KUTIPAN TEKS:
——————————

Selasa, 27 November 2012

Peran Ulama dalam Pemerintahan

Oleh : Abdurrahman Muhammad

Ulama adalah pewaris para nabi, mereka menjadi pelanjut tugas kenabian yaitu menyampaikan wahyu Tuhan kepada seluruh insan. Dalam ruang lingkup yang lebih spesifik para ulama adalah penerus tugas Rasulullah Shalallahu Alaihi Wasalam yaitu sebagai pemberi peringatan dan kabar gembira bagi seluruh umat manusia. Setelah Rasulullah Shalallahu Alaihi Wasalam wafat, maka tidak ada lagi rasul dan nabi, karena Nabi Muhammad Shalallahu Alaihi Wasalam adalah nabi dan rasul terakhir. Dari sinilah makalah ini berawal, yaitu posisi dan peran para ulama di tengah masyarakat.

——————————

DATA YANG DIBERIKAN:
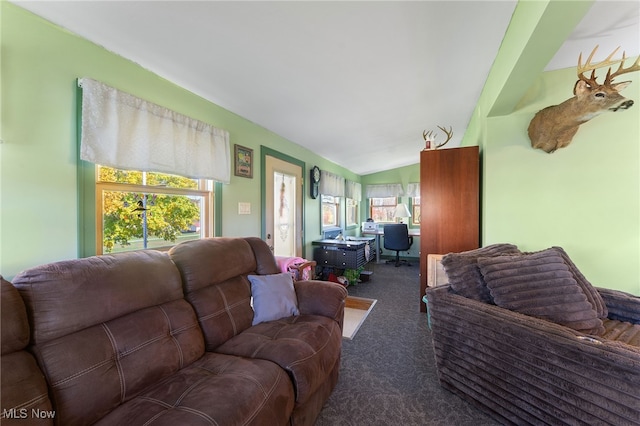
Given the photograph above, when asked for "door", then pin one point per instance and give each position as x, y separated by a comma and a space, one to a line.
283, 207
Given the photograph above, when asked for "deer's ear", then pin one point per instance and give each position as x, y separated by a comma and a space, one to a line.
581, 88
619, 86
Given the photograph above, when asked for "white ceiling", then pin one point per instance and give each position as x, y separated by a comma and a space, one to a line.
354, 82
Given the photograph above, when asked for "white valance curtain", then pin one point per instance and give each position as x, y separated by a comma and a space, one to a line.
413, 190
122, 131
353, 190
384, 190
331, 184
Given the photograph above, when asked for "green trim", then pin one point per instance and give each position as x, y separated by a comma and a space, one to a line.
264, 151
411, 224
217, 209
86, 185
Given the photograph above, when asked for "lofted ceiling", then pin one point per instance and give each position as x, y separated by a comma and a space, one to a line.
355, 82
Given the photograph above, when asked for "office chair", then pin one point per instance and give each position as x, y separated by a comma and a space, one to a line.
396, 237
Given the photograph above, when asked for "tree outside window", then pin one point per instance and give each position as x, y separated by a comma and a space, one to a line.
382, 209
140, 210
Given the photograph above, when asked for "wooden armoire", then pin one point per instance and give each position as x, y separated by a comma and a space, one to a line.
449, 204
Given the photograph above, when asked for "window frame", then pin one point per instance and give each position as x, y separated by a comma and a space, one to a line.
356, 213
337, 203
371, 207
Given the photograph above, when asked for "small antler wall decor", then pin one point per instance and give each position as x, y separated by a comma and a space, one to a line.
430, 138
555, 126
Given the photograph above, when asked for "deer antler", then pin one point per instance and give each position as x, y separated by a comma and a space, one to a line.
428, 135
449, 136
608, 62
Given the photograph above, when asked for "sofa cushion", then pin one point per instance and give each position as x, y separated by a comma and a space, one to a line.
540, 284
215, 390
273, 297
214, 273
70, 295
124, 356
463, 273
23, 386
105, 328
306, 346
593, 296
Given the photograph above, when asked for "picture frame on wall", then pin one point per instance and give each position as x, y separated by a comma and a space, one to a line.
243, 161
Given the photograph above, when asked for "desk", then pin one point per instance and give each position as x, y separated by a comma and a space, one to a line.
342, 254
412, 231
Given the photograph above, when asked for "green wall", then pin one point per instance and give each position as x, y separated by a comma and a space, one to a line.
586, 197
39, 166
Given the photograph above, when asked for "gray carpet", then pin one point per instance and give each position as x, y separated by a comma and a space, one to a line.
388, 374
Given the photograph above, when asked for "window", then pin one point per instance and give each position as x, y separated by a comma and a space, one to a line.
352, 212
139, 210
382, 209
415, 211
330, 211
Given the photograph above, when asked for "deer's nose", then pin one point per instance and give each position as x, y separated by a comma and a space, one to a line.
624, 105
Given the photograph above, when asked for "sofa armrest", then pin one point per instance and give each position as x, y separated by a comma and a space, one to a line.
621, 306
526, 370
321, 298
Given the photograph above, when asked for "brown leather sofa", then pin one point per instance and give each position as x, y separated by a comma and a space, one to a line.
167, 338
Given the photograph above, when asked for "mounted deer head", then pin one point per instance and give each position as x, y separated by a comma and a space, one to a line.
555, 126
430, 138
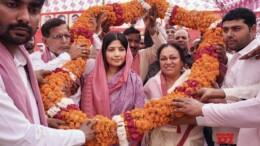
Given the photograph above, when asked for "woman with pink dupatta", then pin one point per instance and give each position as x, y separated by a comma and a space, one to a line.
171, 75
112, 88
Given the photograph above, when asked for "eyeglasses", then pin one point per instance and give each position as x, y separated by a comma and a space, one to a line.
60, 36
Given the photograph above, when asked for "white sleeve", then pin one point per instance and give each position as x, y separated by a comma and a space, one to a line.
16, 130
243, 114
58, 62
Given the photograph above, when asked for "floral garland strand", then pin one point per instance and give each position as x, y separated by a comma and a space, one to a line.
155, 113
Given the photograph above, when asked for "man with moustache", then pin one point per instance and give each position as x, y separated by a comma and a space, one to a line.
22, 120
239, 31
143, 58
58, 51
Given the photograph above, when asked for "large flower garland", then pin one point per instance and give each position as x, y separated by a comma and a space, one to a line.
155, 113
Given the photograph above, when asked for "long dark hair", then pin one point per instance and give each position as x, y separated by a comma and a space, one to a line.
110, 37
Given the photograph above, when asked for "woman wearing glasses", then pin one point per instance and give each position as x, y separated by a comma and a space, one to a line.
171, 75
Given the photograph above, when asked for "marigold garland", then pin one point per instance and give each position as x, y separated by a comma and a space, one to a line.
156, 112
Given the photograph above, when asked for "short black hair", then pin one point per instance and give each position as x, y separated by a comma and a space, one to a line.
54, 22
241, 14
110, 37
177, 47
132, 30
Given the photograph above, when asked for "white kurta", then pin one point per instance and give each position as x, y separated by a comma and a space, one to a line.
16, 130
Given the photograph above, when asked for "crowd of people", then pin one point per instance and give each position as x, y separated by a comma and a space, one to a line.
130, 73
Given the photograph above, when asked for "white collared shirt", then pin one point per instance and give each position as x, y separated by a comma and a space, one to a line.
239, 73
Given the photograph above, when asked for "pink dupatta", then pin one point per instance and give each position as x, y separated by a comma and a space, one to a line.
136, 64
15, 87
95, 95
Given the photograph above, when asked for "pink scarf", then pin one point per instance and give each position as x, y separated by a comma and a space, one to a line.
15, 87
136, 64
46, 55
95, 95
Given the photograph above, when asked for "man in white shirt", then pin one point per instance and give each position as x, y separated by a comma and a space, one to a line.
21, 125
58, 51
239, 30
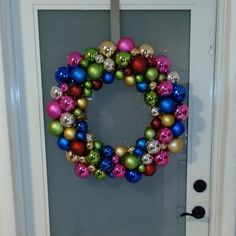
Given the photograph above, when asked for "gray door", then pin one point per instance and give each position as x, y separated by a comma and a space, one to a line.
118, 115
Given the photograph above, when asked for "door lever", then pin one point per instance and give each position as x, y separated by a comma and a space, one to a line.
198, 212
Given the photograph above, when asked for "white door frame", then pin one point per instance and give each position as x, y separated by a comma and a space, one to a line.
11, 71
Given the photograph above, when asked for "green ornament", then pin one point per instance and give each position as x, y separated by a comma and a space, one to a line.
151, 98
55, 128
90, 54
119, 74
123, 59
131, 161
99, 174
93, 157
151, 73
95, 71
149, 133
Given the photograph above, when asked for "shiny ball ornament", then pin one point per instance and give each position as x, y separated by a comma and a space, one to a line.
146, 49
67, 119
167, 120
131, 161
125, 44
69, 133
56, 93
63, 143
107, 48
54, 110
161, 159
95, 71
179, 93
139, 64
167, 105
173, 76
133, 176
147, 159
73, 59
78, 148
163, 64
55, 128
176, 145
81, 170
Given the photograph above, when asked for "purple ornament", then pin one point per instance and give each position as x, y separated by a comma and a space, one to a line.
163, 63
118, 171
54, 110
165, 88
67, 103
181, 112
161, 159
74, 59
125, 44
165, 135
81, 170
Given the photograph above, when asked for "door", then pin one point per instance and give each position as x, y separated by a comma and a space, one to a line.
62, 204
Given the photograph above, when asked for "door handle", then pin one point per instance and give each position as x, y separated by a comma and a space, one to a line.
198, 212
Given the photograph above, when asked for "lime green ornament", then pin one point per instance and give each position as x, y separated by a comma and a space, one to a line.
55, 128
151, 98
90, 54
151, 74
131, 161
95, 71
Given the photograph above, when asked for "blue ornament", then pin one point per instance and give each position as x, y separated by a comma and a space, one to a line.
167, 105
106, 165
63, 143
107, 151
80, 135
138, 151
108, 78
178, 128
142, 87
78, 75
62, 75
141, 142
133, 176
179, 93
82, 127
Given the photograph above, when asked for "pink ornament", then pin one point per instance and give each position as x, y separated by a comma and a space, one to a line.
165, 135
125, 44
54, 110
181, 112
118, 171
74, 59
165, 88
81, 170
67, 103
161, 159
163, 63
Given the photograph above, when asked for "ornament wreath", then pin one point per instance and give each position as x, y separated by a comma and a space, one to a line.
136, 66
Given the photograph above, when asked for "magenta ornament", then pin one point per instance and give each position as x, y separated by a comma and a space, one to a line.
165, 135
125, 44
67, 103
181, 112
73, 59
163, 63
81, 170
165, 88
54, 110
118, 171
161, 159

——————————

TUJUAN TUGAS A:
Ketik ulang bagian teks tentang peran ulama yang dimulai dengan kata-kata yang memuat "Oleh : Abdurrahman" dan diakhiri dengan "di tengah masyarakat.".
TUJUAN TUGAS B:
Sebutkan semua sebutan yang dikenakan teks tentang peran ulama kepada para ulama.
TUJUAN TUGAS C:
Ringkas teks tentang peran ulama dalam dua kalimat.

JAWABAN A:
Oleh : Abdurrahman Muhammad

Ulama adalah pewaris para nabi, mereka menjadi pelanjut tugas kenabian yaitu menyampaikan wahyu Tuhan kepada seluruh insan. Dalam ruang lingkup yang lebih spesifik para ulama adalah penerus tugas Rasulullah Shalallahu Alaihi Wasalam yaitu sebagai pemberi peringatan dan kabar gembira bagi seluruh umat manusia. Setelah Rasulullah Shalallahu Alaihi Wasalam wafat, maka tidak ada lagi rasul dan nabi, karena Nabi Muhammad Shalallahu Alaihi Wasalam adalah nabi dan rasul terakhir. Dari sinilah makalah ini berawal, yaitu posisi dan peran para ulama di tengah masyarakat.

JAWABAN B:
- pewaris para nabi
- pelanjut tugas kenabian
- penerus tugas Rasulullah Shalallahu Alaihi Wasalam

JAWABAN C:
Ulama adalah pewaris para nabi yang melanjutkan tugas kenabian menyampaikan wahyu Tuhan, dan secara lebih khusus meneruskan tugas Rasulullah sebagai pemberi peringatan dan kabar gembira bagi seluruh umat manusia. Karena Nabi Muhammad adalah nabi dan rasul terakhir, makalah ini berawal dari posisi dan peran para ulama di tengah masyarakat.